## Aim of the task
Every line containing the string "below" should be returned from the records.

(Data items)
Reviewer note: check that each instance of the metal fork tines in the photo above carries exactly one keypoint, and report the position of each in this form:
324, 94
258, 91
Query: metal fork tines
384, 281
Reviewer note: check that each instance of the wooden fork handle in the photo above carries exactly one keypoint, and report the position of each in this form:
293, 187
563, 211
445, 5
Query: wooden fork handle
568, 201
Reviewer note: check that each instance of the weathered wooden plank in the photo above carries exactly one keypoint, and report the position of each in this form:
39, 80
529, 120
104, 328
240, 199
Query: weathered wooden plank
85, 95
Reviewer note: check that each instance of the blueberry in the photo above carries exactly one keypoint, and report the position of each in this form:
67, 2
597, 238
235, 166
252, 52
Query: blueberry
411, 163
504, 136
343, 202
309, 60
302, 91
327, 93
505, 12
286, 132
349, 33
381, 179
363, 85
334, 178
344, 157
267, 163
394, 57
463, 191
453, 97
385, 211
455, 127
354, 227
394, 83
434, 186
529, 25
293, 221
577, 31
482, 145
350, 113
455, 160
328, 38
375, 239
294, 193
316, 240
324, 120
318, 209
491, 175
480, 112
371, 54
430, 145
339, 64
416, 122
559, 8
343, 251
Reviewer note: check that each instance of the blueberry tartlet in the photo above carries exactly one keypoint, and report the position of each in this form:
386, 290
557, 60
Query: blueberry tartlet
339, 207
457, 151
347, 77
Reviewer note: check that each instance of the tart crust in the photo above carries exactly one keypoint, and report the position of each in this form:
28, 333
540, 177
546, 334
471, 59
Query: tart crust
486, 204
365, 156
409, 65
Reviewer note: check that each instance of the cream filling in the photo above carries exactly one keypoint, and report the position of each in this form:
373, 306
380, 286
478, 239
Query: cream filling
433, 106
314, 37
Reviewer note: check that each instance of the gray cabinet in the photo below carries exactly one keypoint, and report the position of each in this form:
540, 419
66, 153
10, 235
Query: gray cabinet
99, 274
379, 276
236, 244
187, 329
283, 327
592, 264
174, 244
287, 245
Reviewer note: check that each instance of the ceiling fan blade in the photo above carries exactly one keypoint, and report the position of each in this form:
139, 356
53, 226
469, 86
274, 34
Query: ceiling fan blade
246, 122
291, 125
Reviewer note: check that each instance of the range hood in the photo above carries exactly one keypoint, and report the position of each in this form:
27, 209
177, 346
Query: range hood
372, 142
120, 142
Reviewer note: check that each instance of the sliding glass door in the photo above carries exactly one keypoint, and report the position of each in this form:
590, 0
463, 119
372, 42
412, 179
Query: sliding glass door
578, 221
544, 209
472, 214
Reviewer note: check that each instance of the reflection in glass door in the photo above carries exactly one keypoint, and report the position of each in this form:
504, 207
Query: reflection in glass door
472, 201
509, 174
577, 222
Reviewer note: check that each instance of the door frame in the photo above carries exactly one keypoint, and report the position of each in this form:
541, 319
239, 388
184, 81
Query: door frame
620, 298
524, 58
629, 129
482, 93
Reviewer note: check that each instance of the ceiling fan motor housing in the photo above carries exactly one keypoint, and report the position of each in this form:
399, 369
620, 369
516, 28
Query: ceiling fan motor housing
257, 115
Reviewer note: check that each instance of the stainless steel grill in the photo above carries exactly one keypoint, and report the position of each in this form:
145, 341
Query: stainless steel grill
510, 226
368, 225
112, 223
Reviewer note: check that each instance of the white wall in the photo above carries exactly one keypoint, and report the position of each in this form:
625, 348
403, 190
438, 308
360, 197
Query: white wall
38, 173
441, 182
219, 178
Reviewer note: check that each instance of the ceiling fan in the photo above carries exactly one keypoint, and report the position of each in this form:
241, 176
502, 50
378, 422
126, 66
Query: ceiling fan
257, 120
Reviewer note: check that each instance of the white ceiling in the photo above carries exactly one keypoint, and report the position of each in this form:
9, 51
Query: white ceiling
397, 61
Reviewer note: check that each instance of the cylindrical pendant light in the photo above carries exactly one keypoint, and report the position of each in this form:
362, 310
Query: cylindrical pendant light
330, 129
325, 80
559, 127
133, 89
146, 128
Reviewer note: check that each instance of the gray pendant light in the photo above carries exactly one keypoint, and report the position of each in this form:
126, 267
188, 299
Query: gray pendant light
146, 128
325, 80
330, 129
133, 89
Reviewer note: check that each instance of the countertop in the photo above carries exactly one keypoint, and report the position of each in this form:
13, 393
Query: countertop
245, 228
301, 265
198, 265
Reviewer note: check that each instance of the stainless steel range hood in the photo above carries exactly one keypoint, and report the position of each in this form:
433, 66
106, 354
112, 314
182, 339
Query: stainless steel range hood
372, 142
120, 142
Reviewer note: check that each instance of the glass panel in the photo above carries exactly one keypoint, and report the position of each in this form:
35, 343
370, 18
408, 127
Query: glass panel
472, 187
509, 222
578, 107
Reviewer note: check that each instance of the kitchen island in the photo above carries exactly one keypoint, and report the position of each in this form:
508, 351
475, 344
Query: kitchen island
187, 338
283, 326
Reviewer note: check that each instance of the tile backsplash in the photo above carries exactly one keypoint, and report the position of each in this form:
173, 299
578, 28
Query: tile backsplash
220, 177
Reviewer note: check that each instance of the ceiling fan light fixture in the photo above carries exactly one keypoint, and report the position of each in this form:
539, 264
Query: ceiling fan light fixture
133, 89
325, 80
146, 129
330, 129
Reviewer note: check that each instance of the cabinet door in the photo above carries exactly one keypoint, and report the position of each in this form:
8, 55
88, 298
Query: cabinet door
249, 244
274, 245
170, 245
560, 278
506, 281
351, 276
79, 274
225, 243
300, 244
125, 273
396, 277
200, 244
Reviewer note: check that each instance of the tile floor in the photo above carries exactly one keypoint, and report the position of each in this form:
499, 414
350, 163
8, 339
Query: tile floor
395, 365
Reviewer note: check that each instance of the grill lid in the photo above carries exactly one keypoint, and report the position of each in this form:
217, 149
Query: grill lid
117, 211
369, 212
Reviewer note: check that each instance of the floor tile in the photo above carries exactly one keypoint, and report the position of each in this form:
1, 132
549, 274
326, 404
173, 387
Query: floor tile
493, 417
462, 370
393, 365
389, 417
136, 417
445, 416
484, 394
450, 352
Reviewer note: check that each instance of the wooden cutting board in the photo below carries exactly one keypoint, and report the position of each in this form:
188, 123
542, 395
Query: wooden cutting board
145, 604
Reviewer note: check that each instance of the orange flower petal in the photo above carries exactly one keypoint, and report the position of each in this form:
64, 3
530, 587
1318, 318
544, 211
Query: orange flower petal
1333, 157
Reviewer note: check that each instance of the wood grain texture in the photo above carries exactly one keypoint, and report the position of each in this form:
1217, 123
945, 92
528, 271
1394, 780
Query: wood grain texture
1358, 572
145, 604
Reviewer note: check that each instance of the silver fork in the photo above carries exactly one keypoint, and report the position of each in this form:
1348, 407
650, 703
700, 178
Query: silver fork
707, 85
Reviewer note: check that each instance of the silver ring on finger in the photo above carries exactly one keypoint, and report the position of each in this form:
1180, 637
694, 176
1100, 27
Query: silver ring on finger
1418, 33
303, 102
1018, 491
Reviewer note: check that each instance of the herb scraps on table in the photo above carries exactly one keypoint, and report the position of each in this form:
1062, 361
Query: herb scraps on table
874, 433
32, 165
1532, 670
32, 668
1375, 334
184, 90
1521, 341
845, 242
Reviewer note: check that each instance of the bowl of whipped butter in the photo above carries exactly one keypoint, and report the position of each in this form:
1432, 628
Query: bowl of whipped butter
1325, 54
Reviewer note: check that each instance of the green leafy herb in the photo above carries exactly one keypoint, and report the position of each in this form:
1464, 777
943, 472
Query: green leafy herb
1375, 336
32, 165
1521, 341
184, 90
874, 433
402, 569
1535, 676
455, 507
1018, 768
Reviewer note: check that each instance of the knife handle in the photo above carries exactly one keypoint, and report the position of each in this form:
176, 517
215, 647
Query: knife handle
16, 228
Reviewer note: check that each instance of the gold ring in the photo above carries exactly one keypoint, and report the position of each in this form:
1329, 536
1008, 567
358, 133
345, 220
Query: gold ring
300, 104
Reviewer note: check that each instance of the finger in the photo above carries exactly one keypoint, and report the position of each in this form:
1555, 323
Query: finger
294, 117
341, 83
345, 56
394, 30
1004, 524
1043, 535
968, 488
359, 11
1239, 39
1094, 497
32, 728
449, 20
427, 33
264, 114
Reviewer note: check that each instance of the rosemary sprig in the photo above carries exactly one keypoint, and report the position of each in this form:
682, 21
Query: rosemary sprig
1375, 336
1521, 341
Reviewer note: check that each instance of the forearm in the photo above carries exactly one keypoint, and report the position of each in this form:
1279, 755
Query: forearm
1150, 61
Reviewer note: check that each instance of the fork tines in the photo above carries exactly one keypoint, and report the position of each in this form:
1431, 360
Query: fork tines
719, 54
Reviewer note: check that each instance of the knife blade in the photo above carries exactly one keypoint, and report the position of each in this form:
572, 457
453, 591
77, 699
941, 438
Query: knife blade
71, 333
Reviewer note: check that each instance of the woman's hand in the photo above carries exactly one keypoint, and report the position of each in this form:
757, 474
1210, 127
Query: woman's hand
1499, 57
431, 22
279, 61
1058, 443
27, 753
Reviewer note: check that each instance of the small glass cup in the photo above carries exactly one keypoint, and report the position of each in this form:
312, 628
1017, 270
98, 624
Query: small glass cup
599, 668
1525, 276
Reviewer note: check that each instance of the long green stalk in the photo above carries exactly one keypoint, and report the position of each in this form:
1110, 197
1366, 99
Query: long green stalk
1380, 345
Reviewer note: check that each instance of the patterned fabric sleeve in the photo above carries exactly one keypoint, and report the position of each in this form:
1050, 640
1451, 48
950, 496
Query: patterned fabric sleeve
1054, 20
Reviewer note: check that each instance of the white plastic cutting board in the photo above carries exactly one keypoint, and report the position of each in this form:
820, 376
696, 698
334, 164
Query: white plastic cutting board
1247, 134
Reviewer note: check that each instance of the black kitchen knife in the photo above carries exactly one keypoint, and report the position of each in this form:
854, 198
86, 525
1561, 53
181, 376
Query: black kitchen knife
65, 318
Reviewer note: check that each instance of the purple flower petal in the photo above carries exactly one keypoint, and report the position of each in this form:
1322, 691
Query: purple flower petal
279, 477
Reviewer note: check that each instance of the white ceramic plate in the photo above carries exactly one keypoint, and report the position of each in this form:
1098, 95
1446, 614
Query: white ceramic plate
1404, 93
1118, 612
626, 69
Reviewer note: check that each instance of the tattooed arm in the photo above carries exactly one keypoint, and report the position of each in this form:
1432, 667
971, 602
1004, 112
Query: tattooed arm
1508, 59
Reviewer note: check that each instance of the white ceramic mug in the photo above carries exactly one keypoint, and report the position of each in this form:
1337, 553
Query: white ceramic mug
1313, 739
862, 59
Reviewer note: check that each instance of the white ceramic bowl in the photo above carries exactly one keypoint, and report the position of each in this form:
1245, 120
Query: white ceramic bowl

## Solution to this task
Reviewer note: check that each instance of the gray cabinet in the photo below carries exactly one keypoint, and report the position of each in this form:
Reviewer note: check that each instance of the wooden cutting board in the photo below carries exactly one keypoint, and report the position of each in this form:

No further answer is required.